*Some records*.
****************************************
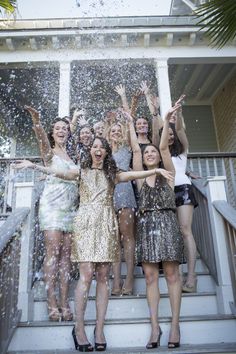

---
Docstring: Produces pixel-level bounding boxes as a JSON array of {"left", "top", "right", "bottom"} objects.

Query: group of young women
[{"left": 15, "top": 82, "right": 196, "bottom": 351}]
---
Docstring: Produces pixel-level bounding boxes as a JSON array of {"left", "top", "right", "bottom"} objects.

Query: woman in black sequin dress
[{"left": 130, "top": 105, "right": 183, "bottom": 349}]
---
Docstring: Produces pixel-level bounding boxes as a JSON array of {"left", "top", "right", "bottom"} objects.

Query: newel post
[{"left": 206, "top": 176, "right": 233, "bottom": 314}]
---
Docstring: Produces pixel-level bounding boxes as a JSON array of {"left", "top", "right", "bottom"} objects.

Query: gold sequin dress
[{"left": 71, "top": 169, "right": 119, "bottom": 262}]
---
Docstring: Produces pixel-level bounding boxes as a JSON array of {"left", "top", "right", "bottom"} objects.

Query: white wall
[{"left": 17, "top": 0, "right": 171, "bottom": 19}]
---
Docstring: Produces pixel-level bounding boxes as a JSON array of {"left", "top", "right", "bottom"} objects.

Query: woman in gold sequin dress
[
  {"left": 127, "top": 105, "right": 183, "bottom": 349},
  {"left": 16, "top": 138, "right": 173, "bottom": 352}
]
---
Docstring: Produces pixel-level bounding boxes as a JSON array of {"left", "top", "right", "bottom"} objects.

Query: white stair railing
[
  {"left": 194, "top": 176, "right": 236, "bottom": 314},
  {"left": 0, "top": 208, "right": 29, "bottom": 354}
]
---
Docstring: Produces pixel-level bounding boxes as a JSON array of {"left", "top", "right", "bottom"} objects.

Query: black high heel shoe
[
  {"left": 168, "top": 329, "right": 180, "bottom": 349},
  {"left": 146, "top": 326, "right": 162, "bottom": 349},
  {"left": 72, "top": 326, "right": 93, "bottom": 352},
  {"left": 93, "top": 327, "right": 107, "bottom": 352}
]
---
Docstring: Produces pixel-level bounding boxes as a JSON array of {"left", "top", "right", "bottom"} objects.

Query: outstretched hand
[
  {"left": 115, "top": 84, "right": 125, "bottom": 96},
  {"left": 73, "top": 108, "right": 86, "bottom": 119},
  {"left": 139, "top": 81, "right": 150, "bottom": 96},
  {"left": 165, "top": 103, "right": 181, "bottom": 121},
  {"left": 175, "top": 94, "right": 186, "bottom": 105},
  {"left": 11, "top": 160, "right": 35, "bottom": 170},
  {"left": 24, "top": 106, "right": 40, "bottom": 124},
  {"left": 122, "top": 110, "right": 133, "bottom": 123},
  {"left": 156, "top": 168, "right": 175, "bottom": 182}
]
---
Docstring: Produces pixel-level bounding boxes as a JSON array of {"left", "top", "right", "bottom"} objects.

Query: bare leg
****************************************
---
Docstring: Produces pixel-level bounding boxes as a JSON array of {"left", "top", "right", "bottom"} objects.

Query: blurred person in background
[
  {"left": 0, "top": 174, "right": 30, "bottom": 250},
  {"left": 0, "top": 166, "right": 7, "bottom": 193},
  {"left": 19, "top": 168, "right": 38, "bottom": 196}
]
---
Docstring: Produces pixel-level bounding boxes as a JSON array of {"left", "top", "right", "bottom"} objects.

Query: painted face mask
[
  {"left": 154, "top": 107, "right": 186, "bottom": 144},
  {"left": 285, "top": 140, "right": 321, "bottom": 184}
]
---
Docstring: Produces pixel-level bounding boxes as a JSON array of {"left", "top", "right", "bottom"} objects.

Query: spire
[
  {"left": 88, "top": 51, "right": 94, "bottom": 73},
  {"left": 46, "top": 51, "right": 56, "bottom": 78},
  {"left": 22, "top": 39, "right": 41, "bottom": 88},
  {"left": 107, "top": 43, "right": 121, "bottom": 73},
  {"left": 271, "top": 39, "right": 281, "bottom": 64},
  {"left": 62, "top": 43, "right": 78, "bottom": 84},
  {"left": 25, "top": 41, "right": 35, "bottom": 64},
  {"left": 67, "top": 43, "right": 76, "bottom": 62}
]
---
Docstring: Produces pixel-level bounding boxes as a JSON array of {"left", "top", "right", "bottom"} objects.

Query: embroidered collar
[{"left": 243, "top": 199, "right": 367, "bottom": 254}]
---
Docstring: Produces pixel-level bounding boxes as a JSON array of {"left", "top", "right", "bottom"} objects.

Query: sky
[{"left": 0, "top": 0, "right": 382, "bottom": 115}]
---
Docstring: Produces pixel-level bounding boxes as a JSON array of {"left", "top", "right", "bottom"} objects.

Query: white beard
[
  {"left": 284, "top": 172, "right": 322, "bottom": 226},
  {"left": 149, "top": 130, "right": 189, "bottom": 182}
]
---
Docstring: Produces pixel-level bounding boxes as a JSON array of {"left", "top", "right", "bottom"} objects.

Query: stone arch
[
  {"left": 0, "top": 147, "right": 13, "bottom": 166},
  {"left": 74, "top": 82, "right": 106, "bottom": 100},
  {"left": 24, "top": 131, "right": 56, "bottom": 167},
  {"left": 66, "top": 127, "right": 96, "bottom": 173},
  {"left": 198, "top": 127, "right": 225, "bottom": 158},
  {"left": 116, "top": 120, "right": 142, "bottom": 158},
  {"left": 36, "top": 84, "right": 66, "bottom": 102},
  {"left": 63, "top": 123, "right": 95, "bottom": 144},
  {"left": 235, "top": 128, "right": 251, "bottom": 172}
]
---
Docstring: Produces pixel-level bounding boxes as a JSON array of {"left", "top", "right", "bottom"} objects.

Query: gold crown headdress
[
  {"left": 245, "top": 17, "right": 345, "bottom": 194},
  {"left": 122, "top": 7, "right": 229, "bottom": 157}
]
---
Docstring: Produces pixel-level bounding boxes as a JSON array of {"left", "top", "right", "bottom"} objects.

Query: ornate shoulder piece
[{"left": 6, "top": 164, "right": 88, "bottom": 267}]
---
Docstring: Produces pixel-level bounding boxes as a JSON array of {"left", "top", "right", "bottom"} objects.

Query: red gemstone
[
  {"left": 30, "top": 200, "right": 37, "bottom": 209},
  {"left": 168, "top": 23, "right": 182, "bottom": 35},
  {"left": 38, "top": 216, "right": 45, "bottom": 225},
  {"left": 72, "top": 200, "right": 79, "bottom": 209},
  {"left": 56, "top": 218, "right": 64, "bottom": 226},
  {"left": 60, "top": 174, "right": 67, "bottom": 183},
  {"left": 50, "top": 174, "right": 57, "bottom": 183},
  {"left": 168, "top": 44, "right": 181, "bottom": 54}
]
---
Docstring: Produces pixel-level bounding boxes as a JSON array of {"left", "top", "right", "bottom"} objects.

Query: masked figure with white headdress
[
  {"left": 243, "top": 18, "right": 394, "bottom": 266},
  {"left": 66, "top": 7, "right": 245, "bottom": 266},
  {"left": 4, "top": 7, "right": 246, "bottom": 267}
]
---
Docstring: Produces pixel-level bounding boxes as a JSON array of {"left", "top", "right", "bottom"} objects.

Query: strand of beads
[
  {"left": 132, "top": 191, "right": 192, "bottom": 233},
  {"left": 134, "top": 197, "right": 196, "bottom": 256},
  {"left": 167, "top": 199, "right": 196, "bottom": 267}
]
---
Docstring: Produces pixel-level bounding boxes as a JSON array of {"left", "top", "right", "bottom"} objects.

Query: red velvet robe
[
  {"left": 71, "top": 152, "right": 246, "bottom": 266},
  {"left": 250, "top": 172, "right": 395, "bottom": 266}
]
****************************************
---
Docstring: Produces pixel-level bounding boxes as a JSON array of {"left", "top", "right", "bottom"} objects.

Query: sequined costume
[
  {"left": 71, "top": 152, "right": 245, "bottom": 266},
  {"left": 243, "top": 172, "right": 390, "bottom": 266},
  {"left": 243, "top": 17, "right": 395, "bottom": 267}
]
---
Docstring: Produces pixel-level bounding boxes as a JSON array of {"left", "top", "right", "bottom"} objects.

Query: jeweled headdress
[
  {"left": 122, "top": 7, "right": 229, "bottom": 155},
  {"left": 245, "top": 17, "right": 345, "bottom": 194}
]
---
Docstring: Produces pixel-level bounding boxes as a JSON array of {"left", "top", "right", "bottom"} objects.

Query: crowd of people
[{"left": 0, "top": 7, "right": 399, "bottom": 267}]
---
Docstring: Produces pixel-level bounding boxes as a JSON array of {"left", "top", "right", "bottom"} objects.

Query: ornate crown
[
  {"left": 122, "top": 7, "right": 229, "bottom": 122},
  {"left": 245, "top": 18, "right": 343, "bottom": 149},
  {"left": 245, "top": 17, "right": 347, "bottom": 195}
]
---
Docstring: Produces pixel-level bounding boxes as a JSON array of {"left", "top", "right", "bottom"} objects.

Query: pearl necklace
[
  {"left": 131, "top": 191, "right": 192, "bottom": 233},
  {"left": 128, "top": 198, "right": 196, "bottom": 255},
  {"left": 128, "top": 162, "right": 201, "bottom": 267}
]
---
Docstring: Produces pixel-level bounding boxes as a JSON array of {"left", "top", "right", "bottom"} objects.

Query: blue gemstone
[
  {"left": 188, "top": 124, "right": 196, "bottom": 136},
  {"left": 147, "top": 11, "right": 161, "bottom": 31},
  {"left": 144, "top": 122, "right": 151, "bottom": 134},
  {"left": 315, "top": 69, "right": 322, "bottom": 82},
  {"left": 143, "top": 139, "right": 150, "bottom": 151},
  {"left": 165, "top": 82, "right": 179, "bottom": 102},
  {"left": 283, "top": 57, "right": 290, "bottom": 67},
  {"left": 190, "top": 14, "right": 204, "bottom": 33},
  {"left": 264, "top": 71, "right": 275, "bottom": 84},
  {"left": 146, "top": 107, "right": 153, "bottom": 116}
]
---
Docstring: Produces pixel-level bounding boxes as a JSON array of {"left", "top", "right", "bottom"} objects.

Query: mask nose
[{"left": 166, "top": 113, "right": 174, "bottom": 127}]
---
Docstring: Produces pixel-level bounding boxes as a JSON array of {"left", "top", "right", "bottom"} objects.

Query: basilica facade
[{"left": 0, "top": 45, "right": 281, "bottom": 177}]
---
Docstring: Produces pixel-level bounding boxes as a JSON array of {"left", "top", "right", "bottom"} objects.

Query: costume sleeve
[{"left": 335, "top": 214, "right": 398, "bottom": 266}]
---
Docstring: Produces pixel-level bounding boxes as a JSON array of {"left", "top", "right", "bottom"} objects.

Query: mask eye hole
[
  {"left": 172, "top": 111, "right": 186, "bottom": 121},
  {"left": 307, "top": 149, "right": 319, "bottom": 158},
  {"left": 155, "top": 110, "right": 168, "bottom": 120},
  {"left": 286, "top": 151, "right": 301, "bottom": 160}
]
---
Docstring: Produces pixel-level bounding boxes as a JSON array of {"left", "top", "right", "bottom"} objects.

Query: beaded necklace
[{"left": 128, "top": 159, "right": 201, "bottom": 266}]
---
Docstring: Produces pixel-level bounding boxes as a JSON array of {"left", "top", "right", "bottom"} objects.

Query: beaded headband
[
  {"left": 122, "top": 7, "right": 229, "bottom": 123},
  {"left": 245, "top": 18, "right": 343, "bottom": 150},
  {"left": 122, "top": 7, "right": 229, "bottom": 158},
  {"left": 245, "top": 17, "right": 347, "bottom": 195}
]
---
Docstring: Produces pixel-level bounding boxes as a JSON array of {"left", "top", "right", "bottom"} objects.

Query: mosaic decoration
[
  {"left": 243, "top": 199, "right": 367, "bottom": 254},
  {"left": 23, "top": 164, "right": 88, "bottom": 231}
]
****************************************
*Problem to solve*. Pull out every line in the listing that contains the word "gemstone", matching case exactly.

*Task output*.
Query: red gemstone
Query: blue gemstone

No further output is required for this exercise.